# Document excerpt
• • • • •
Code of Ethics Debated in Clarkstown

BY MARIA MIRAKAJ BROWNSELL

Sometimes the line that divides right from wrong can seem blurred. A hot topic at Clarkstown’s Town Board meeting on August 20 had to do with the Code of Ethics in the town code. The recent tapes that Legislator Frank Sparaco released to the public were mentioned by members of the public numerous times.

The first part of the meeting was a continuation of a proposed local law to amend/update/delete various chapters of the town code. New City resident Tom Nimick thanked the board for considering his comments from the last public hearing. He suggested there may be need for amending Chapter 18, which is the Code of Ethics.

“The Code of Ethics is a follows: ‘Establish high standards of ethical conduct for elected officials, covered employees and town employees; afford elected officials, covered employees and town employees clear guidance to such standards; promote public confidence in the integrity of town government; facilitate consideration of potential problems before they arise; minimize unwarranted suspicion and enhance the accountability of government to the people,’” read Nimick.

Nimick asked the board if the events that occurred in the meetings between Sparaco, Frank Borelli and Dennis Malone have been considered by the Board of Ethics for investigation as violations. The Deputy Town Attorney Jeffrey Millman, who is the attorney for the Board of Ethics, responded that no allegations have been brought to the board as of the present time. If a complaint was to be made, it would be kept confidential. There is no statue of limitations when it comes to filing a complaint with the Board of Ethics.

As no action has been made, Nimick suggests that the Town’s Code of Ethics be amended as they were not followed. He proposed two amendments that he drafted himself. The first had to do with the prohibition of making recordings without the knowledge of others, and the second for not allowing town employees to overlap into political positions.

He also quoted in regards to Sparaco that “any person who induces any elected official, covered employee or town employee to take any action or refrain from taking any action, which is in violation of this chapter, shall be guilty of a Class A misdemeanor as that term is defined in the New York State Penal Law and shall be barred from doing business with the town for a period of five years from the date of conviction.”

Another resident, Michael Hull, spoke of the reviewed Sparaco tapes saying that no law was broken, but the action was “just shameful.” He asked what steps have been taken to not allow something like this to happen again. He said that it was unfair for comments, that for all we know could be innocent, to be recorded against someone’s knowledge and used for blackmail. No further answers were given to Hull.
• • • • •
# Records for this task
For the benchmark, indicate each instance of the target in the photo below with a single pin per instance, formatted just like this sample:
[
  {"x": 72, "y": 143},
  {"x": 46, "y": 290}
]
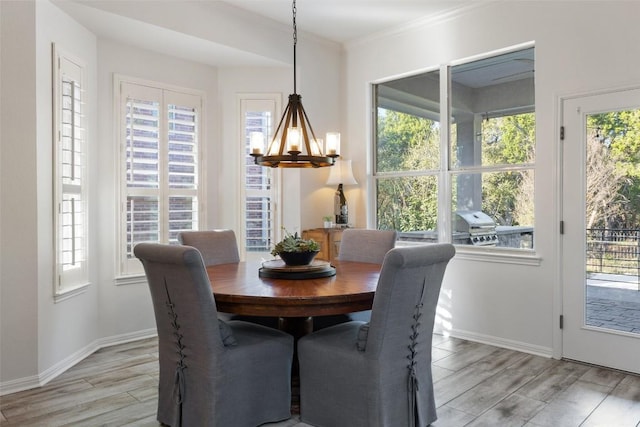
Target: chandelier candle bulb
• • • • •
# To be done
**1)** Reproduce the passage of the Clarkstown ethics article starting at "As no action" and ending at "into political positions.".
**2)** Update every one of the records by replacing "pin" with "point" and leaving everything else unchanged. Omit the pictures from your answer.
The records are unrelated to the article on the Clarkstown ethics code.

# Results in order
**1)**
As no action has been made, Nimick suggests that the Town’s Code of Ethics be amended as they were not followed. He proposed two amendments that he drafted himself. The first had to do with the prohibition of making recordings without the knowledge of others, and the second for not allowing town employees to overlap into political positions.

**2)**
For the benchmark, indicate each instance of the target in the photo below with a single point per instance, formatted just like this sample:
[
  {"x": 72, "y": 143},
  {"x": 46, "y": 290}
]
Target: chandelier candle bulb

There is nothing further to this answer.